### Dokument

-----

Schwerbehinderter Mann unwirksam in Probezeit gekündigt

Die Kündigung eines schwerbehinderten Arbeitnehmers war unwirksam, entschied das Arbeitsgericht Köln. Der Arbeitgeber hätte Schwierigkeiten im Arbeitsverhältnis auch schon in der Probezeit mit einem Präventionsverfahren entgegentreten müssen.

Arbeitgeber sind verpflichtet, sich an die zahlreichen Vorschriften, die Verfahrens- und/oder Förderpflichten zugunsten schwerbehinderter Menschen vorsehen, zu halten. Nach der Vorschrift des § 167 Abs. 1 SGB IX sind Arbeitgeber zur Prävention verpflichtet. Was heißt das? Für den Fall, dass personen-, verhaltens- oder betriebsbedingten Schwierigkeiten auftreten, müssen sie Maßnahmen ergreifen, um einer möglichen Gefährdung des Arbeitsverhältnisses rechtzeitig entgegenzuwirken. Dazu gehört auch, frühzeitig die Schwerbehindertenvertretung, den Betriebsrat sowie das Integrationsamt zu kontaktieren, um Möglichkeiten zu erörtern, die Schwierigkeiten zu beseitigen. Vorliegend hat das Arbeitsgericht Köln das Prinzip der Prävention gestärkt und entschieden: Das gilt bereits während der Probezeit.

-----

### Zeilen
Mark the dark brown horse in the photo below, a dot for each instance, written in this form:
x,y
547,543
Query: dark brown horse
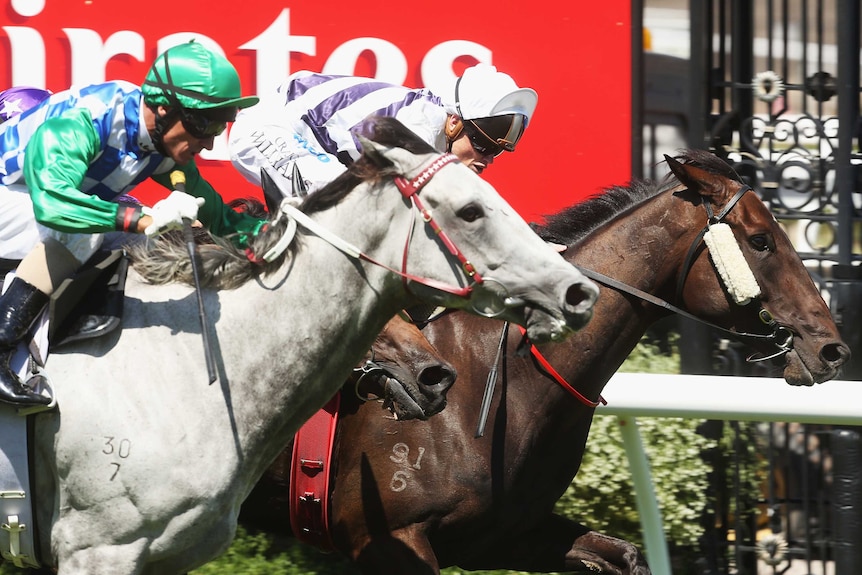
x,y
412,497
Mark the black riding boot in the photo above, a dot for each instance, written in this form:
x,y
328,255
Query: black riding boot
x,y
19,307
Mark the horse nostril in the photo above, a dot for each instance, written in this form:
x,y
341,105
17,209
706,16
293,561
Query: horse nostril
x,y
438,377
581,292
835,353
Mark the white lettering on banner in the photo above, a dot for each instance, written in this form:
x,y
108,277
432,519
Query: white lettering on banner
x,y
390,60
89,55
273,48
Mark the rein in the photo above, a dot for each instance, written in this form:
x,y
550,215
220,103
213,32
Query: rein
x,y
545,366
410,190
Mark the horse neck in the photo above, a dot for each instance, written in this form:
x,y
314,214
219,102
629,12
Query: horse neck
x,y
317,324
645,249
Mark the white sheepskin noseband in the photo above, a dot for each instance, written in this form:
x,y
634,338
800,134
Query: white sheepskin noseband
x,y
730,264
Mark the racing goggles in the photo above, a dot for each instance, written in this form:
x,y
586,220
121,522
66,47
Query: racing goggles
x,y
200,125
494,135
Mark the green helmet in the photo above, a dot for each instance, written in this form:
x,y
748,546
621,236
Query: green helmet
x,y
194,77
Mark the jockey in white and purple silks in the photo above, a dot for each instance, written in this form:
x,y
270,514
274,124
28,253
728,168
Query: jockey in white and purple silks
x,y
308,122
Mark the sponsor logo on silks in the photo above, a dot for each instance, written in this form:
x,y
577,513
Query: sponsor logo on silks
x,y
306,145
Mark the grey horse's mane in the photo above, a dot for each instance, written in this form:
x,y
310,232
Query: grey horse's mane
x,y
223,265
576,222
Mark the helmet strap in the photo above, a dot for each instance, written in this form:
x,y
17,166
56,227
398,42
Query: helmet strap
x,y
452,131
162,125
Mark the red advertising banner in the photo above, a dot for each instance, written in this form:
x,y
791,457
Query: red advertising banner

-----

### Aufgabe A
Übersetze den folgenden Satz aus dem Text zur Kündigung in der Probezeit ins Englische: „Nach der Vorschrift des § 167 Abs. 1 SGB IX sind Arbeitgeber zur Prävention verpflichtet.“
### Aufgabe B
Entnimm dem Text zur Kündigung in der Probezeit wortgetreu den Abschnitt von „Arbeitgeber sind verpflichtet, sich“ bis einschließlich „während der Probezeit.“.
Halte dich ausschließlich an das, was im Text steht.

### Erwartete Antwort A
Under the provision of § 167 (1) SGB IX, employers are obligated to take preventive action.

### Erwartete Antwort B
Arbeitgeber sind verpflichtet, sich an die zahlreichen Vorschriften, die Verfahrens- und/oder Förderpflichten zugunsten schwerbehinderter Menschen vorsehen, zu halten. Nach der Vorschrift des § 167 Abs. 1 SGB IX sind Arbeitgeber zur Prävention verpflichtet. Was heißt das? Für den Fall, dass personen-, verhaltens- oder betriebsbedingten Schwierigkeiten auftreten, müssen sie Maßnahmen ergreifen, um einer möglichen Gefährdung des Arbeitsverhältnisses rechtzeitig entgegenzuwirken. Dazu gehört auch, frühzeitig die Schwerbehindertenvertretung, den Betriebsrat sowie das Integrationsamt zu kontaktieren, um Möglichkeiten zu erörtern, die Schwierigkeiten zu beseitigen. Vorliegend hat das Arbeitsgericht Köln das Prinzip der Prävention gestärkt und entschieden: Das gilt bereits während der Probezeit.